==== Reading text

If we die within a few months of their death, then we go directly into
the presence of our loved ones who have gone before. If several years intervene
and they are withdrawn into the heaven condition of consciousness, then,
when our time comes, there will a brief period without them until we in
our turn enter our heaven world. Then a great revelation will come to us.
We shall see and know that mentally, in terms of their consciousness, we
have been with them in their heaven ever since they entered there; for
heaven could never be heaven without the presence of those we love.
Many Mansions
Is this
too difficult an idea to understand? I know that this theosophical concept
of a self-created, individual heaven in which reunion occurs does, at first,
seem to be contrary to the Christian doctrine, for example. I would ask
you not to reject it too hastily, however, for it is a very beautiful truth
and one, moreover, which does not really conflict with original Christianity;
for Our Lord referred to it, saying: "In my Father's house are many
mansions". (John, XIV.2.) Simply put, it may be said that when
those who love us die and enter their heaven, their thought and love construct
for them a form of us which is ever present to their eyes. This is not
a mere thought form only; for we in our essential Selves, as spiritual
Intelligences, at once use this thought-form, as it is called, as a vehicle
for communion and companionship. When we die, we shall find that we have
been fully present with them all the time. We, in our turn, will similarly
be surrounded by all those whom we love. Each one of us thus has our own
individual heaven after death where, in perfect bliss and peace, we shall
enjoy reunion with all those we have truly loved.

========

> **Requirement**:
Copy the passage on reunion after death word for word, in full. The material that follows isn't needed for this.

==== Source data

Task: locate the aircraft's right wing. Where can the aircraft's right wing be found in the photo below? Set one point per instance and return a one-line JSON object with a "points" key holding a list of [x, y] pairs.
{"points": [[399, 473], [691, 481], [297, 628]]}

========

> **Answer to the problem**:
If we die within a few months of their death, then we go directly into
the presence of our loved ones who have gone before. If several years intervene
and they are withdrawn into the heaven condition of consciousness, then,
when our time comes, there will a brief period without them until we in
our turn enter our heaven world. Then a great revelation will come to us.
We shall see and know that mentally, in terms of their consciousness, we
have been with them in their heaven ever since they entered there; for
heaven could never be heaven without the presence of those we love.
Many Mansions
Is this
too difficult an idea to understand? I know that this theosophical concept
of a self-created, individual heaven in which reunion occurs does, at first,
seem to be contrary to the Christian doctrine, for example. I would ask
you not to reject it too hastily, however, for it is a very beautiful truth
and one, moreover, which does not really conflict with original Christianity;
for Our Lord referred to it, saying: "In my Father's house are many
mansions". (John, XIV.2.) Simply put, it may be said that when
those who love us die and enter their heaven, their thought and love construct
for them a form of us which is ever present to their eyes. This is not
a mere thought form only; for we in our essential Selves, as spiritual
Intelligences, at once use this thought-form, as it is called, as a vehicle
for communion and companionship. When we die, we shall find that we have
been fully present with them all the time. We, in our turn, will similarly
be surrounded by all those whom we love. Each one of us thus has our own
individual heaven after death where, in perfect bliss and peace, we shall
enjoy reunion with all those we have truly loved.